***** Extracted material

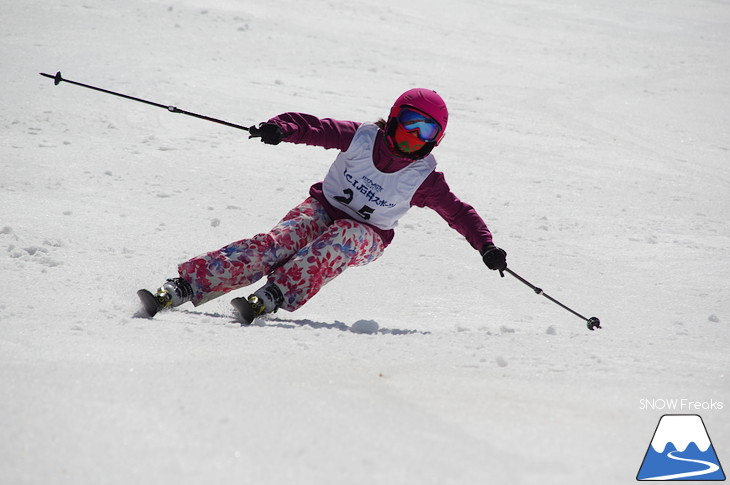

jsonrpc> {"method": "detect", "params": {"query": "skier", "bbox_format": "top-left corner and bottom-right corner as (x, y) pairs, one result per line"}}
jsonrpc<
(138, 88), (507, 324)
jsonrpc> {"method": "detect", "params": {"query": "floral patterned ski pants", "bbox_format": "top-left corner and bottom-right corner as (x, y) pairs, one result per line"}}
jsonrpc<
(178, 197), (384, 311)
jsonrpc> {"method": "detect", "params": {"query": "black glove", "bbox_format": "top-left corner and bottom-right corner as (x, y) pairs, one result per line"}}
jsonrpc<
(248, 123), (284, 145)
(481, 243), (507, 276)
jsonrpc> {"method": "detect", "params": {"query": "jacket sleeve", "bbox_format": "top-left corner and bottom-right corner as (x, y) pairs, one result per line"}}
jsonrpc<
(411, 171), (492, 251)
(269, 113), (360, 150)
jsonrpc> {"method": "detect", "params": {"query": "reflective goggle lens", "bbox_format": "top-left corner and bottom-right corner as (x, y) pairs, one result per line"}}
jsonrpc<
(398, 108), (441, 142)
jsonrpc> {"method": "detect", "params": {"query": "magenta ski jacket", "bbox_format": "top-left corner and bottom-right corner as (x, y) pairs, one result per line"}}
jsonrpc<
(269, 113), (492, 250)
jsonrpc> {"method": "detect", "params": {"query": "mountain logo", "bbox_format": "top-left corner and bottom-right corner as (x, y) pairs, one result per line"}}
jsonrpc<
(636, 414), (725, 481)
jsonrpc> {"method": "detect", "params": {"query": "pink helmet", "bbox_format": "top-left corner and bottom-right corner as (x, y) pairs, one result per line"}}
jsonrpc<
(385, 88), (449, 160)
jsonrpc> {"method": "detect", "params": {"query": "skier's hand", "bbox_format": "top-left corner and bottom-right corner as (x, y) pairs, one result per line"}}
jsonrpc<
(248, 123), (284, 145)
(481, 243), (507, 274)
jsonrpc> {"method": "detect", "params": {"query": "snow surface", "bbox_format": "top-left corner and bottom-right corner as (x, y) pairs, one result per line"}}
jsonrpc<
(0, 0), (730, 484)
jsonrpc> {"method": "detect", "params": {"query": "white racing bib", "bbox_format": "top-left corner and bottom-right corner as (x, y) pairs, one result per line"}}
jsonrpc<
(322, 123), (436, 229)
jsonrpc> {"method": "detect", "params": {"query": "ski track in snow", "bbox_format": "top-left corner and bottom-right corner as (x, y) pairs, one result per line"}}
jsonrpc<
(0, 0), (730, 485)
(643, 451), (720, 480)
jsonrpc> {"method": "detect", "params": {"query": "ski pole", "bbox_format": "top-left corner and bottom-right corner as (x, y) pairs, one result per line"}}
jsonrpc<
(39, 71), (248, 131)
(505, 268), (603, 331)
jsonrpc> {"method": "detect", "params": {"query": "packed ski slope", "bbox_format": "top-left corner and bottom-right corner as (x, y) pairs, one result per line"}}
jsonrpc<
(0, 0), (730, 485)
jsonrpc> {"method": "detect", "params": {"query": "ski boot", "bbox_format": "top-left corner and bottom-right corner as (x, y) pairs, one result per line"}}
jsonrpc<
(231, 283), (284, 325)
(137, 278), (193, 317)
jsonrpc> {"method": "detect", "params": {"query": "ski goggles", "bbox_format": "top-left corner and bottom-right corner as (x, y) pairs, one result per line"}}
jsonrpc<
(398, 108), (441, 142)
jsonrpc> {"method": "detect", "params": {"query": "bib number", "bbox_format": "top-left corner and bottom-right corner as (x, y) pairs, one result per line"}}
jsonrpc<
(333, 189), (375, 221)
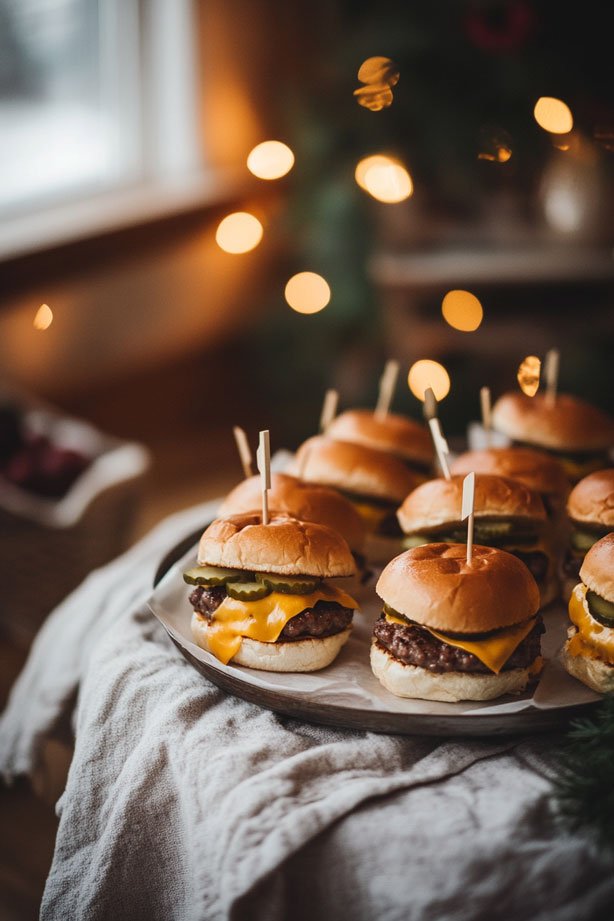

**********

Problem.
Copy out all of the lines above word for word, leaving the pictures out of your copy.

Output below.
jsonrpc> {"method": "detect", "params": {"query": "skier", "bbox_format": "top-left corner and bottom-right corner as (x, y) pairs, one result per line"}}
jsonrpc<
(138, 88), (507, 324)
jsonrpc> {"method": "detect", "params": {"query": "floral patterned ski pants", "bbox_format": "top-left corner and bottom-right corner as (x, y) pairs, one result per line"}}
jsonrpc<
(178, 197), (384, 311)
jsonrpc> {"method": "detect", "params": {"query": "black glove", "bbox_format": "top-left corner and bottom-right corner as (x, y) pairs, one result per line"}}
jsonrpc<
(248, 123), (284, 145)
(481, 243), (507, 276)
jsonrpc> {"method": "detect", "params": {"query": "jacket sleeve", "bbox_format": "top-left corner and bottom-right corner as (x, y) pairs, one result per line"}}
jsonrpc<
(411, 171), (492, 251)
(269, 113), (360, 150)
jsonrpc> {"method": "detect", "params": {"query": "reflective goggle lens", "bbox_format": "top-left corner and bottom-right corner as (x, y) pairs, one result per line"}}
jsonrpc<
(398, 108), (441, 142)
jsonrpc> {"method": "detect", "params": {"query": "magenta ski jacket", "bbox_format": "top-left corner and bottom-right corner as (x, y) pairs, one result per line"}}
jsonrpc<
(269, 113), (492, 250)
jsonrpc> {"method": "detect", "params": {"query": "mountain logo", "bbox_format": "top-left corner and bottom-right corner as (x, y) pairs, one result per line"}}
jsonrpc<
(636, 414), (725, 481)
jsonrpc> {"method": "detect", "params": {"query": "pink helmet", "bbox_format": "top-left corner and bottom-right corner as (x, y) pairs, one result per line"}}
jsonrpc<
(385, 88), (449, 160)
jsonrpc> {"method": "detect", "params": {"query": "skier's hand", "bbox_format": "top-left corner and bottom-right corner as (x, y) pairs, one result per line"}}
jsonrpc<
(248, 123), (284, 145)
(481, 243), (507, 274)
jsonrpc> {"method": "detect", "params": {"query": "snow surface", "bbox_format": "top-left corner and bottom-right corner as (x, y) pairs, one result per line"}}
jsonrpc<
(0, 0), (730, 484)
jsonrpc> {"method": "detect", "params": {"query": "white racing bib", "bbox_format": "top-left corner and bottom-right corner as (x, y) pairs, one result per line"}}
jsonrpc<
(322, 123), (436, 229)
jsonrpc> {"method": "detect", "params": {"query": "ski track in snow", "bbox_format": "top-left corner and bottom-right corner as (x, y) pairs, one result per line"}}
jsonrpc<
(0, 0), (730, 485)
(643, 451), (720, 480)
jsonrpc> {"method": "detect", "params": {"query": "ski pole", "bbox_format": "top-left corner and bottom-right corner as (x, y) pairs, one result per line"}}
jsonrpc<
(39, 71), (248, 131)
(505, 268), (603, 331)
jsonrpc> {"method": "detect", "params": {"query": "packed ski slope", "bbox_format": "top-left corner and bottom-right corner as (x, y) pairs, one result per line"}}
jsonrpc<
(0, 0), (730, 485)
jsonrpc> {"method": "detect", "params": {"query": "ski boot", "bbox_format": "top-left corner and bottom-right corner as (x, y) pairs, one result per line"}}
jsonrpc<
(231, 283), (284, 325)
(137, 278), (193, 317)
jsonrpc> {"method": "detect", "params": {"query": "ski goggles", "bbox_format": "top-left corner and bottom-right corner as (x, y) pairs, one result per line"}}
jsonrpc<
(398, 108), (441, 142)
jsonrpc> {"method": "detect", "params": {"query": "bib number", "bbox_format": "top-left corner and bottom-right corner as (x, y) pairs, one result per line"}}
jsonrpc<
(333, 189), (375, 221)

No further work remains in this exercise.